THE TASK: The whole listing is to be printed again exactly.

# # # # # # #

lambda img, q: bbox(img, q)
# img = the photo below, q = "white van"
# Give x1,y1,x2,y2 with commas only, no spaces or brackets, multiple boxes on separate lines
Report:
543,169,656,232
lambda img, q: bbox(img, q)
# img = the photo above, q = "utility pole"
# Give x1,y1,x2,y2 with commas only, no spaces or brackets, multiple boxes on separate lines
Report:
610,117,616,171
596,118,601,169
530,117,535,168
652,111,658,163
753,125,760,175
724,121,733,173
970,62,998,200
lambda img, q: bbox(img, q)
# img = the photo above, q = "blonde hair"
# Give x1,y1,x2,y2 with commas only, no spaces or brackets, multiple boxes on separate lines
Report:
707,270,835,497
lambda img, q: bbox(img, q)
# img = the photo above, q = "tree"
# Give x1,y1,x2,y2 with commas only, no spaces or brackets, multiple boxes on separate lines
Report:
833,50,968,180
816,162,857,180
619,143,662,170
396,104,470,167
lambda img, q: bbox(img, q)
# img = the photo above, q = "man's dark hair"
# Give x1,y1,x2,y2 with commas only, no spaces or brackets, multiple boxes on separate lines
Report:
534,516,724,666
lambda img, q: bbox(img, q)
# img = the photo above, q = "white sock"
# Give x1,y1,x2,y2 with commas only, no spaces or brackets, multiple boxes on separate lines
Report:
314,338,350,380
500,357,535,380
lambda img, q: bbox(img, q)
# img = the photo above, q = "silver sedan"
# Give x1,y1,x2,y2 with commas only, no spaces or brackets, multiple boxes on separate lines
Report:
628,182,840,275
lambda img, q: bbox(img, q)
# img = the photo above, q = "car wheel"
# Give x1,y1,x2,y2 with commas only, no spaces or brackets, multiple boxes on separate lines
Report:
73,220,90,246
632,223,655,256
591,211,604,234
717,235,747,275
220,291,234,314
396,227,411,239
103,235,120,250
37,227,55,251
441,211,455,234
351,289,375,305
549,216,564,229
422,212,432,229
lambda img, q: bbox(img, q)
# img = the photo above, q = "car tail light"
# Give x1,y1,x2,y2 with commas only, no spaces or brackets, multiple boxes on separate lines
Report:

# # # # # # #

SOLUTION TO THE PROBLEM:
lambda img, q: bbox(img, q)
# img = the photo below, q = "white van"
# Give x1,y1,x2,y2 with commas only, no spaces or brackets, multiple boxes on separate lines
Report:
543,169,656,232
lambda img, q: bbox(img, q)
# img = the photo above, q = "utility pole"
# Give x1,y1,x2,y2 with commas only, no spaces or brackets, multiple boxes on separate lines
Report:
610,117,616,171
596,118,601,169
530,117,535,168
652,111,658,163
753,125,760,175
724,121,733,173
970,62,998,200
lambda img, q: bbox(img, q)
# img = the photo above, q = "blonde hair"
# Give x1,y1,x2,y2 with commas only, no spaces or brackets, multiple boxes on separate lines
Report:
707,270,835,497
lambda img, q: bbox(img, q)
# img = the photo above, q = "tree"
# Give x1,y1,x2,y2 with commas only, no spaces or brackets, multiple boxes on separate lines
Report:
833,50,968,180
816,162,857,180
619,143,662,170
396,104,470,167
lambda img, q: bbox(img, q)
# img = the photo above, q = "man's dark hair"
# Give x1,y1,x2,y2 with commas only, no spaces or brackets, multiple boxes on separate lines
Report:
534,516,724,666
lambda img, q: bbox(img, q)
# img = the photo above, q = "white sock"
# Give x1,y1,x2,y2 with commas only, no spaces or brackets, multiple boxes on separate lines
Report:
314,338,350,380
500,357,535,380
lambda img, q: bbox(img, q)
# img = the photo above, q = "silver sedan"
# Give x1,y1,x2,y2 with commas only, no spaces or brackets, multiple boxes on separate lines
Report:
628,182,840,275
lambda img, q: bbox(img, q)
# img = the photo above, q = "car wheel"
# Give x1,y1,x2,y2 with commas only, no spaces or brackets, multiple boxes on separate lines
Report:
73,220,90,246
632,223,655,256
591,211,604,234
717,235,747,275
220,291,234,314
396,227,411,239
103,235,120,250
37,227,55,251
441,211,455,234
351,289,375,305
549,216,564,229
422,212,432,229
lambda img, q: bbox(img, q)
# img = the photo above, q = "car tail light"
# Give x1,y1,x2,y2 with commas only, no spaces or brackets, multiple boxes on separate lines
Report:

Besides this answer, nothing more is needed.